→ Document section
_ _ _ _ _
How to count all unique character frequency in a string?

question

#1

Hello everyone,
Is there a function build-in julia to count all unique character frequency in a string? I seemingly saw it before some days ago, but I cann’t remember that and cann’t fount it in the doc.

Thanks~
Regards
Si


#2

You can use countmap from StatsBase:

julia> using StatsBase
[ Info: Recompiling stale cache file /Users/dpsanders/.julia/compiled/v1.0/StatsBase/EZjIG.ji for StatsBase [2913bbd2-ae8a-5f71-8c99-4fb6c76f3a91]

julia> s = "hello"
"hello"

julia> countmap([c for c in s])
Dict{Char,Int64} with 4 entries:
  'h' => 1
  'l' => 2
  'e' => 1
  'o' => 1

#3

I wonder if this will be faster and will use less memory if you run this on a large array of strings.

s = "hello"

count_char(s) = begin
  res = Dict{Char, Int}()
  for c in s
      if haskey(res, c)
         res[c] += 1
      else
         res[c] = 1
      end
   end
   res
end

@time count_char(s)
@time count_char(s)

#4

@dpsanders @xiaodai thanks both~ I just remember there is a function build-in julia can also do that, but I just can’t remember the function’s name. Maybe my memory is wrong.


#5

Sorry, it is my bad memory~ I found it at https://benlauwens.github.io/ThinkJulia.jl/latest/book.html#_word_histogram.


#6

no build-in fuction to do this count, just saw the histogram() function in https://benlauwens.github.io/ThinkJulia.jl/latest/book.html#_word_histogram


#7

counter from the DataStructures package would be an option as well and should be equivalent in performance to the hand-made solution.

using DataStructures
s = "hello"
counter(s)

#8
julia> using BenchmarkTools

julia> @time count_char(s);
  0.106494 seconds (212.95 k allocations: 10.674 MiB)

julia> @time count_char(s);
  0.000003 seconds (8 allocations: 704 bytes)

julia> @btime count_char($s);
  183.447 ns (4 allocations: 544 bytes)

You should use BenchmarkTools for this, otherwise you won’t get accurate timing and memory info. Especially for short runtimes the timing is dramatically off.


#9

Yeah but sometimes using BenchmarkTools and waiting for it to compile is a pain. Close enough is close enough.


#10

It seems a bit strange, BTW, that countmap cannot handle generators. This should be faster and seems more elegant:

countmap(c for c in s)

#11

But this is off by more than an order of magnitude.

I’ve never felt any compilation pain with BenchmarkTools.


#12

Not that I want to argue, but it’s relativities that’s important here not the absolute timings. Because, once you know the fastest way, it’s the fastest way, you have to choose it regardless of the absolute times.
_ _ _ _ _
→ Short exercise 1
Rewrite the passage of the Julia character-counting thread starting with "You should use" and going on through "is close enough.", swapping "BenchmarkTools" for "Chairmarks".
→ Short exercise 2
Extend the forum thread on counting character frequencies in Julia with a further reply that follows on from its final post.
The material after this thread is separate and unrelated to it.

→ Information provided
_ _ _ _ _
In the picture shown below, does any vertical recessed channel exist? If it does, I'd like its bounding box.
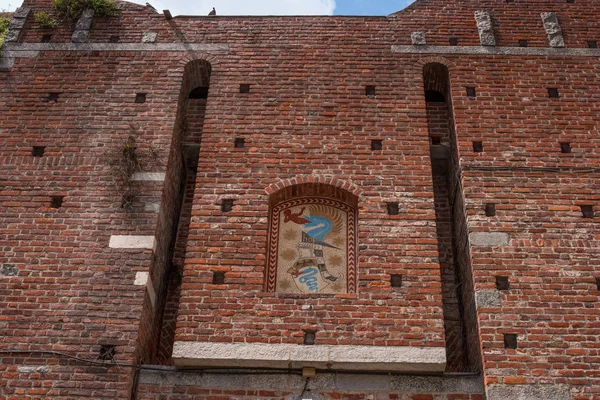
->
[152,60,213,364]
[423,63,480,372]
_ _ _ _ _
→ Answer 1
You should use Chairmarks for this, otherwise you won’t get accurate timing and memory info. Especially for short runtimes the timing is dramatically off.


#9

Yeah but sometimes using Chairmarks and waiting for it to compile is a pain. Close enough is close enough.

→ Answer 2
#13

Well, but then at least you need longer runtimes for the test. As it is now, you cannot tell the difference between 1ns and 3us. So you won’t know the relative runtimes.


#14

This appears to be a bit faster than the solution:

function count_char2(s)
    res = Dict{Char, Int}()
    for c in s
        res[c] = get(res, c, 0) + 1
    end
    return res
end

(BTW, that performance difference is hard to detect with @time.)


#15

If ASCII is enough it is possible to squeeze a bit more out of it

function count_char_ascii(s)
    if !isascii(s)
        error("non ascii string")
    end
    z = zeros(Int, 256)
    for c in codeunits(s)
        @inbounds z[c] += 1
    end
    let z = z
    	return Dict(Char(i) => z[i] for i in 1:length(z) if z[i] != 0)
    end
end
julia> using Random

julia> s = randstring(10^6);

julia> @btime c1 = count_char(s);
  20.043 ms (10 allocations: 5.34 KiB)

julia> @btime c2 = count_char2(s);
  15.341 ms (10 allocations: 5.34 KiB)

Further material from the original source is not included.